Document extract:
Option A:
Consider the set of Integers.
RHS of A is always FALSE as when $x > y$ and $x + y \leq 0, y $must be negative. Now consider the largest element in the set - let it be $p.$ Now, RHS of option A says that there exists $x > p$ which is not possible for the set of integers (possible if we consider the set of real numbers).
LHS of A is true for the set of integers. This is because if we take $x = 1,$ LHS returns TRUE as for no $y \geq x, (x+y) < 0.$ Since, we have LHS TRUE and RHS FALSE, option A is not valid.
Option B:
Consider the set of positive integers.
RHS is then always TRUE as the first term of the OR clause is TRUE $(\exists x\forall y[(x>y))$ as for every positive integer we have another positive integer greater than it. Now, the LHS is FALSE as if we take any two positive integers $x,y$ we'll never get $x + y < 0.$ So, the biconditional statement is FALSE.

Problem details: From the explanation of options A and B above, extract everything from "LHS of A is" down to "of positive integers.".

Image annotation labels:
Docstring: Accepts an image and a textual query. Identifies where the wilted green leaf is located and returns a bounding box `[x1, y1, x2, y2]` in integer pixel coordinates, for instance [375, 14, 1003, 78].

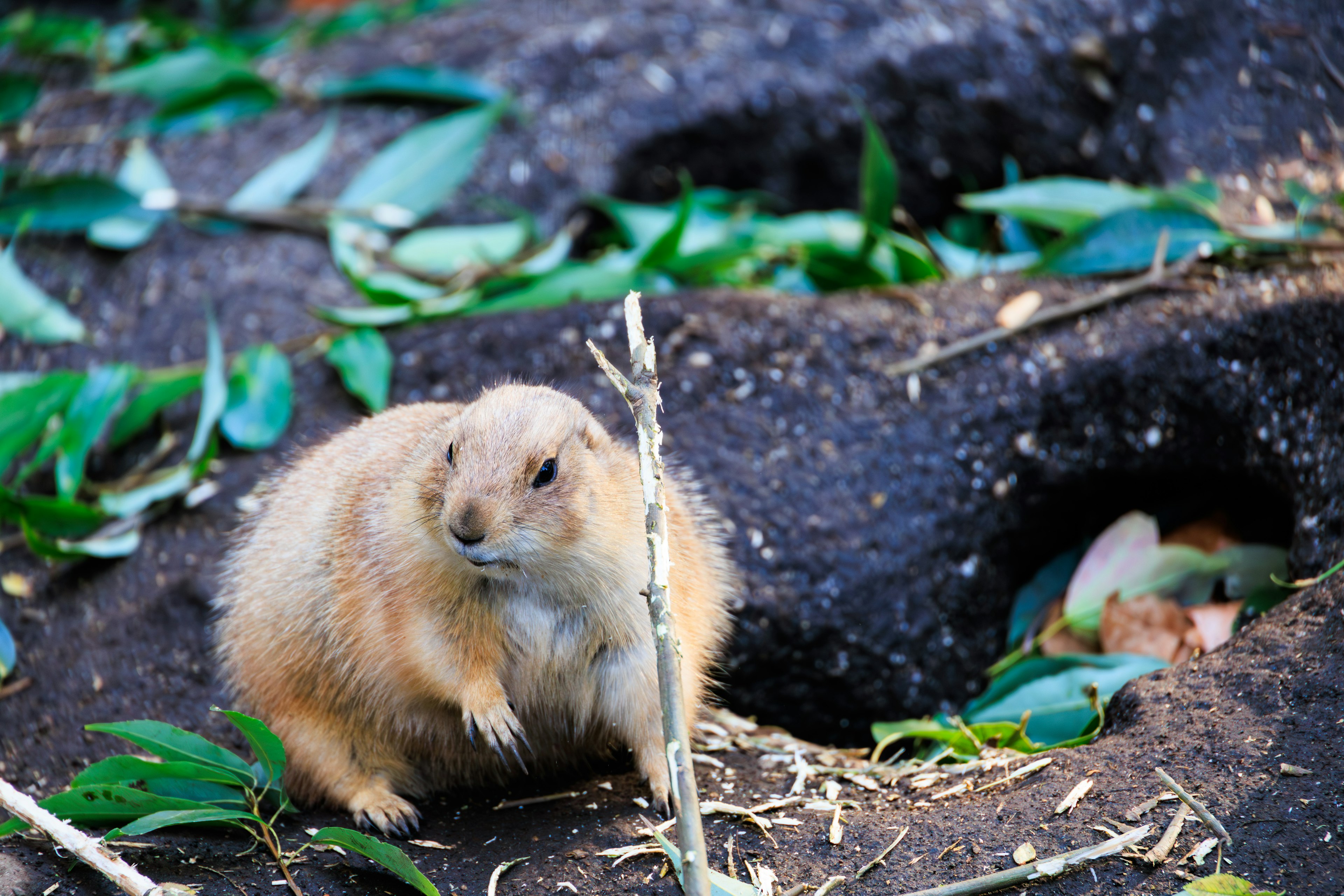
[0, 784, 214, 837]
[88, 138, 172, 250]
[312, 827, 440, 896]
[109, 371, 202, 447]
[56, 364, 137, 501]
[1040, 208, 1240, 275]
[336, 104, 503, 223]
[216, 707, 285, 784]
[121, 809, 257, 837]
[219, 343, 293, 451]
[0, 71, 42, 125]
[187, 308, 229, 461]
[70, 756, 248, 787]
[0, 239, 85, 344]
[327, 327, 392, 411]
[859, 113, 899, 243]
[0, 175, 140, 234]
[0, 371, 85, 478]
[392, 219, 529, 274]
[1181, 875, 1286, 896]
[227, 114, 336, 211]
[317, 66, 504, 102]
[961, 653, 1168, 744]
[85, 719, 257, 784]
[957, 177, 1157, 233]
[0, 619, 19, 681]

Exercise solution:
LHS of A is true for the set of integers. This is because if we take $x = 1,$ LHS returns TRUE as for no $y \geq x, (x+y) < 0.$ Since, we have LHS TRUE and RHS FALSE, option A is not valid.
Option B:
Consider the set of positive integers.